## What you have to do
Where the line containing "Segment every instance" appears in the records below, begin there and write out each line exactly until the last one, and nothing more.

## Data to use

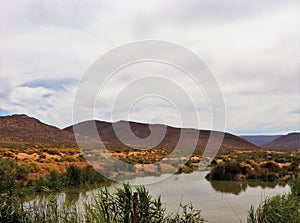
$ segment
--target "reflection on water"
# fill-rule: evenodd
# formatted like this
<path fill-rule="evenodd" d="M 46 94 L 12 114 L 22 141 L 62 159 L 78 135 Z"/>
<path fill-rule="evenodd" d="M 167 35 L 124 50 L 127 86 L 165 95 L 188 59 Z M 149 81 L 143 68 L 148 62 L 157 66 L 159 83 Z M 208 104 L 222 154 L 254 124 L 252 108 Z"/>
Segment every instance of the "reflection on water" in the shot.
<path fill-rule="evenodd" d="M 241 191 L 246 191 L 247 183 L 245 182 L 236 182 L 236 181 L 210 181 L 209 182 L 212 188 L 215 191 L 223 193 L 231 193 L 238 195 Z"/>
<path fill-rule="evenodd" d="M 247 190 L 248 187 L 275 188 L 279 185 L 276 182 L 247 182 L 247 181 L 209 181 L 216 192 L 231 193 L 239 195 Z M 285 184 L 282 184 L 285 186 Z"/>
<path fill-rule="evenodd" d="M 286 193 L 288 185 L 261 182 L 238 181 L 207 181 L 207 172 L 193 172 L 191 174 L 173 175 L 166 178 L 144 177 L 129 181 L 133 185 L 145 184 L 153 197 L 160 196 L 167 212 L 176 212 L 180 203 L 192 203 L 208 222 L 246 222 L 247 213 L 251 205 L 257 206 L 266 196 Z M 163 180 L 162 180 L 163 179 Z M 162 181 L 160 181 L 162 180 Z M 157 182 L 149 184 L 149 182 Z M 160 182 L 159 182 L 160 181 Z M 115 186 L 109 187 L 114 190 Z M 58 202 L 72 202 L 79 209 L 83 209 L 84 202 L 91 202 L 91 195 L 97 189 L 83 187 L 60 193 Z M 37 195 L 34 199 L 46 197 Z"/>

## Answer for the task
Segment every instance of the "reflection on water" in the shot.
<path fill-rule="evenodd" d="M 241 191 L 246 191 L 247 183 L 245 182 L 236 182 L 236 181 L 210 181 L 209 182 L 212 188 L 215 191 L 223 193 L 231 193 L 238 195 Z"/>
<path fill-rule="evenodd" d="M 247 190 L 248 187 L 275 188 L 279 185 L 276 182 L 247 182 L 247 181 L 209 181 L 216 192 L 231 193 L 239 195 Z M 285 184 L 282 184 L 285 186 Z"/>
<path fill-rule="evenodd" d="M 286 193 L 288 185 L 261 182 L 238 181 L 207 181 L 207 172 L 193 172 L 191 174 L 173 175 L 166 178 L 144 177 L 129 181 L 133 185 L 145 184 L 153 197 L 160 196 L 167 212 L 176 212 L 180 203 L 192 203 L 208 222 L 246 222 L 247 213 L 251 205 L 257 206 L 266 196 Z M 163 180 L 162 180 L 163 179 Z M 162 181 L 160 181 L 162 180 Z M 157 182 L 149 184 L 149 182 Z M 160 182 L 159 182 L 160 181 Z M 115 186 L 109 187 L 114 190 Z M 58 202 L 72 202 L 79 209 L 83 209 L 84 202 L 91 202 L 91 195 L 97 189 L 83 187 L 60 193 Z M 37 195 L 34 199 L 46 197 Z"/>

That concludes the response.